Written request | Return, word for word, the part of the essay on Anna Mahler and memoir that runs from "Like Anna Mahler, we" up to and including "pages of words?".

Passage shown |
“We are unaware of how much of the past is alive in us even when we believe ourselves to be entirely spontaneous.” Anna Mahler
I am looking at a photograph of the sculptor, Anna Mahler. She is a small woman, standing on a scaffold in front of a huge block of stone three times her height, a hammer in hand. She is chipping away, attempting to bring form out of that intractable mass. Each day she crawls up that scaffold, putting the hammer against stone, the effort reverberating through her hand into her body, she is sweating and aching with effort, driven by what unknown desire. . . . ?
Like Anna Mahler, we determined memoirists come face to face with the obdurate stone of our material. The little hammer of desire is all we have with which to fashion something of beauty. The scaffold of aspiration offers access to height – we can start at the top or the bottom.
I frequently think of Anna Mahler’s persistent commitment as I confront the work of memoir. How to bring forth those characters hidden within the inscrutable stone of memory? How to press an ear to the lips of those inside; to hear their whispered voices? How to cooperate with material that can often feel resistant and unyielding, whether it be 28 tons of Indiana limestone or hundreds of pages of words?
Mahler’s daunting effort resulted in the Tower of Masks, a sculpture I passed every day on my way to art classes at UCLA in the early 80’s, never considering the artist or what she undertook. At Mahler’s memorial, her daughter described how each morning her mother went to her outdoor studio and “at a small wooden table, in total silence, she played solitaire to let the next move grow within her. To listen to it . . . .” She reported that with her monumental sculptures Anna Mahler liked best to attack the stone directly, often without a preliminary sketch. She respected the will of the stone, something that could be mastered, but never denied.

Supplied records |
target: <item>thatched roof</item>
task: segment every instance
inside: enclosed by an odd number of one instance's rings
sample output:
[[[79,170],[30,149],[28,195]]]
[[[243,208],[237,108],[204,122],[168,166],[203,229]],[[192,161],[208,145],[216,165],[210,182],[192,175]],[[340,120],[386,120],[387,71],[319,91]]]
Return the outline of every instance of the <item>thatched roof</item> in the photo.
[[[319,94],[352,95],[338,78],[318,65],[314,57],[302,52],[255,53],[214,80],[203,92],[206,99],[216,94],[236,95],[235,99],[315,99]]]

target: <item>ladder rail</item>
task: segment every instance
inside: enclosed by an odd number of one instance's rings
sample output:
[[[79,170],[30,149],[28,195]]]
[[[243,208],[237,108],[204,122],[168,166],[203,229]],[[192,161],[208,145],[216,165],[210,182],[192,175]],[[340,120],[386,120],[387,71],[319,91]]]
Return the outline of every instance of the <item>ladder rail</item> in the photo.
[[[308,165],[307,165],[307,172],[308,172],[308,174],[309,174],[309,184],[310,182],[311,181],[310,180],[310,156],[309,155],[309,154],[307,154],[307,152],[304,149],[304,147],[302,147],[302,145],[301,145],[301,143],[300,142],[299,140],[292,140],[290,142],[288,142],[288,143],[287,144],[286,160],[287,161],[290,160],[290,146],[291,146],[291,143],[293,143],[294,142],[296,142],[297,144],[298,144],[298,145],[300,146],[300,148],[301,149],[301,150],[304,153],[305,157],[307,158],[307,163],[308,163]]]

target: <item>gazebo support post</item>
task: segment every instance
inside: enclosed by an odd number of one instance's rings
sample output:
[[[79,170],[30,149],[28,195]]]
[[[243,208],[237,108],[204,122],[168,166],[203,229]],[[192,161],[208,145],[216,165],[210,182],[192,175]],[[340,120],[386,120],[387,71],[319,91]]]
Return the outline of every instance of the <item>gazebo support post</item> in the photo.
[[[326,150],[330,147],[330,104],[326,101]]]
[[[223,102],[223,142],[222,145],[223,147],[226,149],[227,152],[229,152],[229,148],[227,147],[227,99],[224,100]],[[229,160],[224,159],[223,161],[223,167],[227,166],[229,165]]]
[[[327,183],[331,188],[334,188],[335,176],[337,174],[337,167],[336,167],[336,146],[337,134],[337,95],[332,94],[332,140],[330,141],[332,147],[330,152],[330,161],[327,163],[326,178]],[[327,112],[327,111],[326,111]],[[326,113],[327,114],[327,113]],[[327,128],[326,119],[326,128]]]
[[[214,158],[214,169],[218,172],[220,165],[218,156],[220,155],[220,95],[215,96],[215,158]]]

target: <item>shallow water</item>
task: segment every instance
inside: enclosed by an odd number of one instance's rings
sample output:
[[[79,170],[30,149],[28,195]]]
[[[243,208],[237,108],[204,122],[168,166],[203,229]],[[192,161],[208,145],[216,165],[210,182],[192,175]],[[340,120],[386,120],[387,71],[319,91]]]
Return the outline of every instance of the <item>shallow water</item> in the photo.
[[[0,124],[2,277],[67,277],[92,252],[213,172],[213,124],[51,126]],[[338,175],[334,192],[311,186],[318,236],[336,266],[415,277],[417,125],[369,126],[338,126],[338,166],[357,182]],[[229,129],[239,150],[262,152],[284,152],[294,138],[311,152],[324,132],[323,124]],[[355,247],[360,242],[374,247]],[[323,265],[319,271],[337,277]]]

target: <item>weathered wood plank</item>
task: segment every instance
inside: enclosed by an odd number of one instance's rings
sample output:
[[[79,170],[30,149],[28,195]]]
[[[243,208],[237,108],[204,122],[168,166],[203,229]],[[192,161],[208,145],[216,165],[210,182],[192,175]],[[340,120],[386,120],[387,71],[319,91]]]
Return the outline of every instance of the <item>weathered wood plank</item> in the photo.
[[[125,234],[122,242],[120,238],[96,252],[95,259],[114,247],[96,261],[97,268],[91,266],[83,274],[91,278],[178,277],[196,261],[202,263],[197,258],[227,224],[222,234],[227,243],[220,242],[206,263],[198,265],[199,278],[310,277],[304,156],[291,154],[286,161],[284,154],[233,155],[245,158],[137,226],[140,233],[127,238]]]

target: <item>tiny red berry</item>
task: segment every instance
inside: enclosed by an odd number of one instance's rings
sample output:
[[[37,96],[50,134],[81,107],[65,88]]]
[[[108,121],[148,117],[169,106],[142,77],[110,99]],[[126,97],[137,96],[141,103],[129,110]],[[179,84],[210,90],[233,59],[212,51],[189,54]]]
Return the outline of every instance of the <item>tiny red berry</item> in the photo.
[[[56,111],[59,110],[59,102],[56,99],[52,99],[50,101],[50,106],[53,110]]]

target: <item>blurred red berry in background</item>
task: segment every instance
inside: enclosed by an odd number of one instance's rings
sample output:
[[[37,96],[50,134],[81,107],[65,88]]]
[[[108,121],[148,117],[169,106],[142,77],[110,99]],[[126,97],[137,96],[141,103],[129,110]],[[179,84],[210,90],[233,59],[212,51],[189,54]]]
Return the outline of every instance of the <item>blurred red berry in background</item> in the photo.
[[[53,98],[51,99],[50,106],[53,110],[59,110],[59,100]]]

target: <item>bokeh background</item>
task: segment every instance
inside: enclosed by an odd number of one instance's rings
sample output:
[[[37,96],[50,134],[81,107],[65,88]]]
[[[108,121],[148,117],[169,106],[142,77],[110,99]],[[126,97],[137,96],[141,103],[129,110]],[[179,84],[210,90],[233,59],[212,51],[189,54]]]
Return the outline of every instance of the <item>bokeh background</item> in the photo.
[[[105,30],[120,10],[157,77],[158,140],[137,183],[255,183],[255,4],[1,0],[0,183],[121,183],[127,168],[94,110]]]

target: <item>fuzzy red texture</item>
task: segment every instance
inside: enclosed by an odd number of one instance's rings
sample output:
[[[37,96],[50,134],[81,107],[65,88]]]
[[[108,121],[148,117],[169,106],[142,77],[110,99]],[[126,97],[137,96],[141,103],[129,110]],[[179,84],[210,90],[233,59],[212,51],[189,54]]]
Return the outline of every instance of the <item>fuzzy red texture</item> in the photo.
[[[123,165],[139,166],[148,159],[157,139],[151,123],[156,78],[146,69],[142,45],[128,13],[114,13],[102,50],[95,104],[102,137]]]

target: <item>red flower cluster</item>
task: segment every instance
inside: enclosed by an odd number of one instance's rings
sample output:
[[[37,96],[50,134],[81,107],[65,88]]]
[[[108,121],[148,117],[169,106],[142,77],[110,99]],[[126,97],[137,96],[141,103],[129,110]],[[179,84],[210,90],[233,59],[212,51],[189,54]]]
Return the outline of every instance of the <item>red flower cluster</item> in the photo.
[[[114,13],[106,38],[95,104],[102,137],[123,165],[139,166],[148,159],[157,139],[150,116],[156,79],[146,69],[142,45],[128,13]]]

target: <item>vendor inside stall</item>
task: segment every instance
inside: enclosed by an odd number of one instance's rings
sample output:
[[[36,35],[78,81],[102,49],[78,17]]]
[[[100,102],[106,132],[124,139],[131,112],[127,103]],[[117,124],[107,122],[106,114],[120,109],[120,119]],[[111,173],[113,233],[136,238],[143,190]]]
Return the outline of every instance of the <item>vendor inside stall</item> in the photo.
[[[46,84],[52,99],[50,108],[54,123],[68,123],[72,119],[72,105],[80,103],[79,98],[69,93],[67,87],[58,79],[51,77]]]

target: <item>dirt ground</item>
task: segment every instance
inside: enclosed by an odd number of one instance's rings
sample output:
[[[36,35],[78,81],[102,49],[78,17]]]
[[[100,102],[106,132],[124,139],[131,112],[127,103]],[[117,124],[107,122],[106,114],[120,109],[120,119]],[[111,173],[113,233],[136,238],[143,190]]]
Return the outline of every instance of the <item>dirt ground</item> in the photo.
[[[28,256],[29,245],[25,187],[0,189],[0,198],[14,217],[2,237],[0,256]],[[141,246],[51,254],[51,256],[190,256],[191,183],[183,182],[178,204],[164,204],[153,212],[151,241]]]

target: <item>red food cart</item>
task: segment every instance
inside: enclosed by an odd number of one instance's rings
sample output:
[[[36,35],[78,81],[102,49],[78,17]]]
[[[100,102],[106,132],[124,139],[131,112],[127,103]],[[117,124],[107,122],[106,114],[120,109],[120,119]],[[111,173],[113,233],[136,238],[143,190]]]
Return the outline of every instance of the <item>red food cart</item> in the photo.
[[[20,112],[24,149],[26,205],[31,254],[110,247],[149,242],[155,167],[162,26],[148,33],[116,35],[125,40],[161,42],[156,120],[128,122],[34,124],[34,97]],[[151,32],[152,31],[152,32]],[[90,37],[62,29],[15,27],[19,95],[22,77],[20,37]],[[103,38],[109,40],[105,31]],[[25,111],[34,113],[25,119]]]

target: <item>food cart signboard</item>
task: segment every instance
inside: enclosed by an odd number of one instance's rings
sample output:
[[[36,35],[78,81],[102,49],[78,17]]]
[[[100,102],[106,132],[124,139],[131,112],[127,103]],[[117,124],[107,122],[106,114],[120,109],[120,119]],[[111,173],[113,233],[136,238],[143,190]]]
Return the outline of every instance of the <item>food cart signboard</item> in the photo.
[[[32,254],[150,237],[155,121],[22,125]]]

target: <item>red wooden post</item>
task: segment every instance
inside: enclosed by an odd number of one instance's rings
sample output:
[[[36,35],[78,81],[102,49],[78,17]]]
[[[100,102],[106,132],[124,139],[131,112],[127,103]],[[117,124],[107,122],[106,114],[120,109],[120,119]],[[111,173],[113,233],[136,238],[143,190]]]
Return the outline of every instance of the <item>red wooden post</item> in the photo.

Task response |
Like Anna Mahler, we determined memoirists come face to face with the obdurate stone of our material. The little hammer of desire is all we have with which to fashion something of beauty. The scaffold of aspiration offers access to height – we can start at the top or the bottom.
I frequently think of Anna Mahler’s persistent commitment as I confront the work of memoir. How to bring forth those characters hidden within the inscrutable stone of memory? How to press an ear to the lips of those inside; to hear their whispered voices? How to cooperate with material that can often feel resistant and unyielding, whether it be 28 tons of Indiana limestone or hundreds of pages of words?